Given data.
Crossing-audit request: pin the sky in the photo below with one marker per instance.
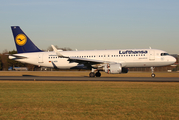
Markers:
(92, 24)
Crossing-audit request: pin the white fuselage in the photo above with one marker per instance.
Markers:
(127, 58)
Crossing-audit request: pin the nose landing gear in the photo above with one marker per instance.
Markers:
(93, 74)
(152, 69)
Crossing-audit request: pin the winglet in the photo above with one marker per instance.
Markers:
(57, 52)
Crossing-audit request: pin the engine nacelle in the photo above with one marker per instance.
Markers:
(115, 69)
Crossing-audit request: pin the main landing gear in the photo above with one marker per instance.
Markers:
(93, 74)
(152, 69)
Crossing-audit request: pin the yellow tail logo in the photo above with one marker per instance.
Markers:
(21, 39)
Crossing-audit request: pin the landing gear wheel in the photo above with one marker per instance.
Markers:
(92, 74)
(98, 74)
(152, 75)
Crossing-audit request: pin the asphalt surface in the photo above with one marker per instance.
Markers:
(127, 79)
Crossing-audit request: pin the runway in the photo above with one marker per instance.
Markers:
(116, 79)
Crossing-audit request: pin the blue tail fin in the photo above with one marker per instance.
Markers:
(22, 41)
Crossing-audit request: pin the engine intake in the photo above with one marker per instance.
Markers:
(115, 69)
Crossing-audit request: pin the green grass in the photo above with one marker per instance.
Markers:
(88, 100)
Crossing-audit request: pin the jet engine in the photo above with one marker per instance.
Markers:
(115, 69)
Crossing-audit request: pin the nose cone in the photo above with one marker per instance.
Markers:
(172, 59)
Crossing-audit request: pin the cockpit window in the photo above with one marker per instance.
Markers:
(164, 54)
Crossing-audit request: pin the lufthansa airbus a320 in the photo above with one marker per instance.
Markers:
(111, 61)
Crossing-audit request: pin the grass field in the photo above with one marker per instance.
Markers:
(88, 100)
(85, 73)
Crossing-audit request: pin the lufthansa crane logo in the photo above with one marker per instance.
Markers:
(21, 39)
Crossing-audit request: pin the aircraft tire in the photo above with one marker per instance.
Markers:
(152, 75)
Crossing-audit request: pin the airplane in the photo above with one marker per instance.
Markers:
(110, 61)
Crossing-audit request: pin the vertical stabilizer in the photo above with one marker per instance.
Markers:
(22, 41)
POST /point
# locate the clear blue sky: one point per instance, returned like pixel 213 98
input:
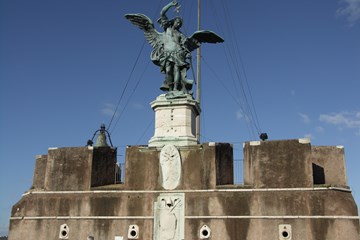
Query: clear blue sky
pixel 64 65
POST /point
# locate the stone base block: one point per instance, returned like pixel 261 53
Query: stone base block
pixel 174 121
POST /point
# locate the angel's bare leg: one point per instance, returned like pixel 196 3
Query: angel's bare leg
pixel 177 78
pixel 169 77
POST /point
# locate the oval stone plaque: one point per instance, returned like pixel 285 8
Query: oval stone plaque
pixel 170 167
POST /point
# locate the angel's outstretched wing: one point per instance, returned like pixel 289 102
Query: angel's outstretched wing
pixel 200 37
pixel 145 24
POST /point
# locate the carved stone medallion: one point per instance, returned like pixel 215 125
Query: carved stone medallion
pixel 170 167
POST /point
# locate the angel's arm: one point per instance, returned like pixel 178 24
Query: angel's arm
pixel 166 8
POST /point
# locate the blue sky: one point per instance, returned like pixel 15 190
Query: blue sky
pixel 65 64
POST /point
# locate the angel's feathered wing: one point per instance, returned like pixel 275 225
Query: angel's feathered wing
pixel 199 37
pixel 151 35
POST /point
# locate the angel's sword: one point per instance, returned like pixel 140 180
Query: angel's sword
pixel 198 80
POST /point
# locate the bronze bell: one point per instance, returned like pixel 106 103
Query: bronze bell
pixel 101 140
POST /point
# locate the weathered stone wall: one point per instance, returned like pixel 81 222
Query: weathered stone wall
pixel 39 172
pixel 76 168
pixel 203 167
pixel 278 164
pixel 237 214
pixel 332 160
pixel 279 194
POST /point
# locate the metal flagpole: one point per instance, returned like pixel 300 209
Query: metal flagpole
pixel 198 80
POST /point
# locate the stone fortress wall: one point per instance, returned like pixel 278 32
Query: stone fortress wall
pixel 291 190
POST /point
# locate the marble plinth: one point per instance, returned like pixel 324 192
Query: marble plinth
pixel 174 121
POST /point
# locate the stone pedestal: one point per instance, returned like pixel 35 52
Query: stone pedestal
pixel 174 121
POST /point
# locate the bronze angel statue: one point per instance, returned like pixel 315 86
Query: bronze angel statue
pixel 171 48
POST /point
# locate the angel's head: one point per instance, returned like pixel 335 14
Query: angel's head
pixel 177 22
---
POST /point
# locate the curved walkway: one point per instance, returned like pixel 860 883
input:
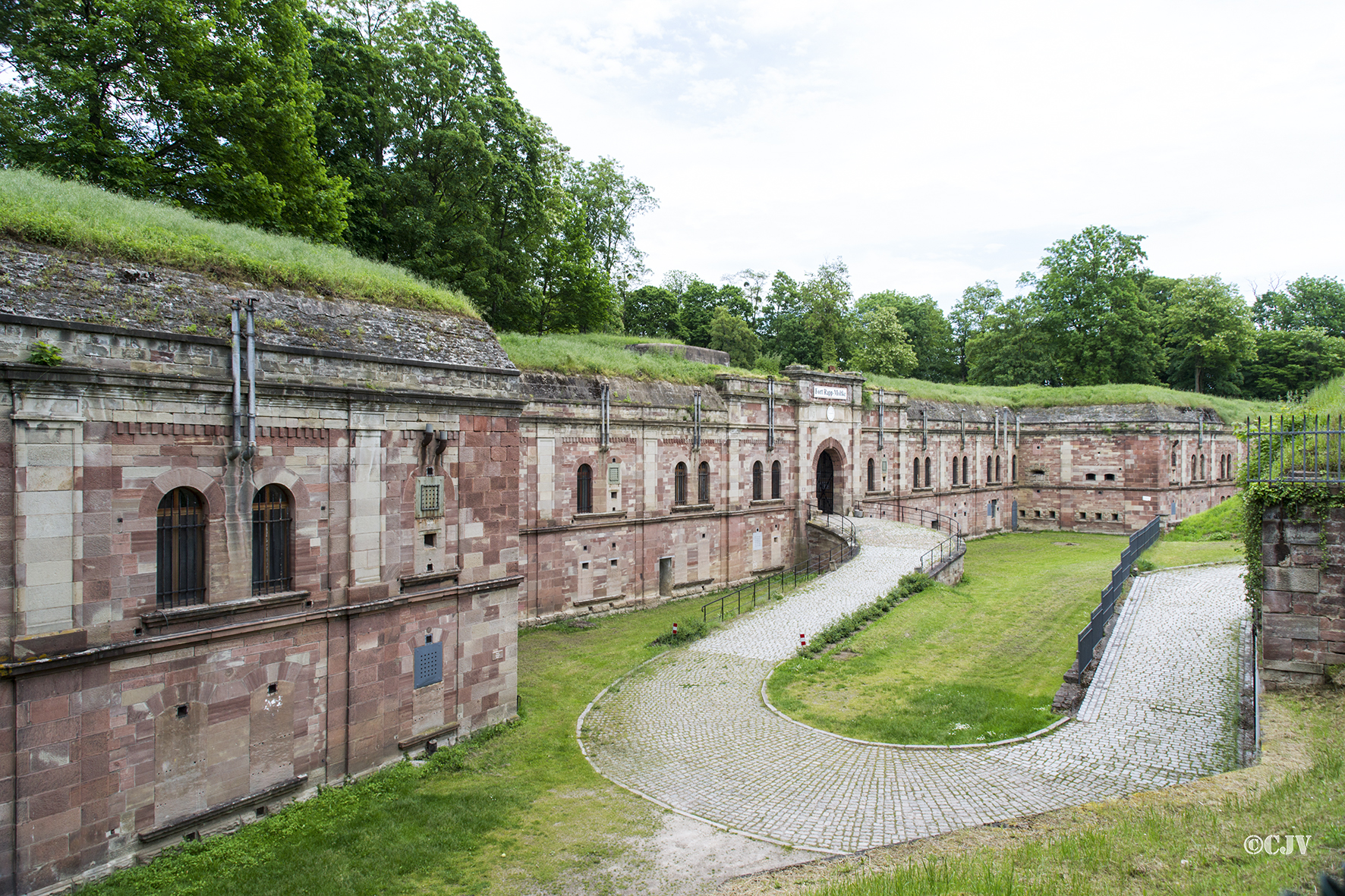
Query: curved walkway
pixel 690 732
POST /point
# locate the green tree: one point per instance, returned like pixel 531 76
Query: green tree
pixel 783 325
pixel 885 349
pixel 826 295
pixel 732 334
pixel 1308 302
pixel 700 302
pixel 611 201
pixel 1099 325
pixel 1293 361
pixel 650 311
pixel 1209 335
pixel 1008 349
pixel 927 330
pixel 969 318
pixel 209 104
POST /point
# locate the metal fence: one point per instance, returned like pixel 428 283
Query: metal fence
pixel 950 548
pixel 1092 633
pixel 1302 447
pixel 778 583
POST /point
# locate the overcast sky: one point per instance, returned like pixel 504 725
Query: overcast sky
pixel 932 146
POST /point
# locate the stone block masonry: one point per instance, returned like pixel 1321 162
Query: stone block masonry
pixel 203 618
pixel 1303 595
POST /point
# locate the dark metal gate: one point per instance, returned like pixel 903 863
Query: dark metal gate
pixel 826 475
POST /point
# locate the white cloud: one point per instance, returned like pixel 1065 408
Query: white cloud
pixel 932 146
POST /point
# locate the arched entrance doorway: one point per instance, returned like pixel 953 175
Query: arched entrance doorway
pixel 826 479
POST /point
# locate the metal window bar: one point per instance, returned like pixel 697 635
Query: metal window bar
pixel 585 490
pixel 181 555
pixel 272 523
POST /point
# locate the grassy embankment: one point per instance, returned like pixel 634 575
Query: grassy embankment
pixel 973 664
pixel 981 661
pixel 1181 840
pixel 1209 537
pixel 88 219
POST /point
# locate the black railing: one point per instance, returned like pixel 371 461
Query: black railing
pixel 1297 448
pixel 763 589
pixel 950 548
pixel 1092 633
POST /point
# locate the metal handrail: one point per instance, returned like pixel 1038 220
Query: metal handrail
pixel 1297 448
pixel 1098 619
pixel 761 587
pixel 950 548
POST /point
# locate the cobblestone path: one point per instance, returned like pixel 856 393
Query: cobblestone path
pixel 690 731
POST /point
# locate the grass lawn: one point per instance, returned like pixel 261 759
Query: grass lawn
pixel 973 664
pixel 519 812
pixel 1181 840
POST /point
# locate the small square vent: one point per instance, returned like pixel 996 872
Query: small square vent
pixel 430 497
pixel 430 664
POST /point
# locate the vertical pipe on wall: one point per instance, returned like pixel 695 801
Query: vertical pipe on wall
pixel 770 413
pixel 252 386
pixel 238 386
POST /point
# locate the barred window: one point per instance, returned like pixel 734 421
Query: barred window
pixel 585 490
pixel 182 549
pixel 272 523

Your task. Put the rows from the line containing "Crossing-audit request: pin the grass" through the line containing "pixel 151 35", both ends included, into a numbered list with no blank lines, leaving out the pictures.

Answer for this exercise.
1. Crossing-audit request: pin the grass field in the photo above with one marker per instance.
2. Markers:
3. (88, 100)
4. (85, 73)
5. Crossing-audit request: pin the lufthansa crane logo in the photo above with one marker per instance.
6. Markers:
7. (21, 39)
8. Crossing-audit request: pin the aircraft tire in the photo above with one marker per instance.
9. Markers:
10. (152, 75)
11. Crossing-audit request: pin the airplane in the photo above with one marker per instance.
12. Markers:
13. (110, 61)
14. Crossing-audit request: pin the vertical stabilizer in the photo above with one marker per instance.
15. Markers:
16. (22, 41)
17. POST /point
18. # locate the clear blue sky: one point per instance, returned like pixel 213 98
19. input:
20. Query: clear blue sky
21. pixel 64 65
22. POST /point
23. # locate the stone base block: one point per instance, returned like pixel 261 53
24. Query: stone base block
25. pixel 174 121
26. POST /point
27. # locate the angel's bare leg: one point per instance, returned like pixel 196 3
28. Query: angel's bare leg
29. pixel 177 78
30. pixel 169 77
31. POST /point
32. # locate the oval stone plaque: one point per instance, returned like pixel 285 8
33. Query: oval stone plaque
34. pixel 170 167
35. POST /point
36. # locate the angel's outstretched wing: one point per instance, returned like pixel 289 102
37. Query: angel's outstretched wing
38. pixel 200 37
39. pixel 145 24
40. POST /point
41. # locate the carved stone medallion: one point per instance, returned like pixel 215 125
42. Query: carved stone medallion
43. pixel 170 167
44. POST /point
45. # locate the angel's arm: one point per instance, returned like pixel 178 24
46. Query: angel's arm
47. pixel 166 8
48. POST /point
49. # locate the blue sky: one point per instance, returned like pixel 15 190
50. Query: blue sky
51. pixel 65 64
52. POST /point
53. # locate the angel's feathered wing: one point per instance, returned like pixel 275 225
54. Query: angel's feathered wing
55. pixel 199 37
56. pixel 151 35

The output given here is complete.